So this is the covenant that God made with man, and He put a bow in the sky. What was that bow? It was a rainbow. But what was the purpose of it? It was a sign, and that is all that I want you to remember, and that is all I am going to say. Whom did God make the covenant with? Just with Noah? No, Noah and all his descendants. Who were the descendants of Noah? Every human being that you see upon the face of this earth is a descendant of Noah. They either came from Shem, or Ham, or Japheth. Mr. and Mrs. Noah didn’t have any more children, but Shem, Ham, and Japheth did, and we are descended primarily (most of us in this room), from Japheth. Then there are descendants of Ham and descendants of Shem. We are going to look at these descendants in just a minute, but before we do, who else did He make a covenant with? All living creatures. He made a covenant with all the animals. Why? What had He done to all the animals back here? He had destroyed them. What was the covenant? The covenant is this: I will never again destroy the earth with water. Not that “I will never again destroy the earth,” but “I will never again destroy the earth with water.”

Now, let me ask you a question. Had man’s heart changed? No, man’s heart had not changed, and although they knew about blood, and although they knew about sacrifice, still man’s heart was only evil continually. You are going to see in Jeremiah 17:9 that the heart is deceitful and desperately wicked; who could know it? How am I going to get rid of this heart? How am I going to handle this evil, deceitful, desperately wicked heart? It comes at the end of this course, and it is going to be so good that you won’t be able to stand it.

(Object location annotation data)
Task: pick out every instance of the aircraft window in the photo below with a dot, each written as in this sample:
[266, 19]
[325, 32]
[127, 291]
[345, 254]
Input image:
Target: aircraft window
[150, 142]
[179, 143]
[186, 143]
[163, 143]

* _Task set_:
[A] Copy word for word the part of the covenant passage starting at "Now, let me" and ending at "to stand it.".
[B] According to the covenant passage, what did God promise He would never again do?
[C] Put this sentence from the covenant passage into Spanish: "Every human being that you see upon the face of this earth is a descendant of Noah."
Work only from the covenant passage, not the lines.

* _Answers for this exercise_:
[A]
Now, let me ask you a question. Had man’s heart changed? No, man’s heart had not changed, and although they knew about blood, and although they knew about sacrifice, still man’s heart was only evil continually. You are going to see in Jeremiah 17:9 that the heart is deceitful and desperately wicked; who could know it? How am I going to get rid of this heart? How am I going to handle this evil, deceitful, desperately wicked heart? It comes at the end of this course, and it is going to be so good that you won’t be able to stand it.

[B] Never again destroy the earth with water.

[C] Todo ser humano que ves sobre la faz de esta tierra es descendiente de Noé.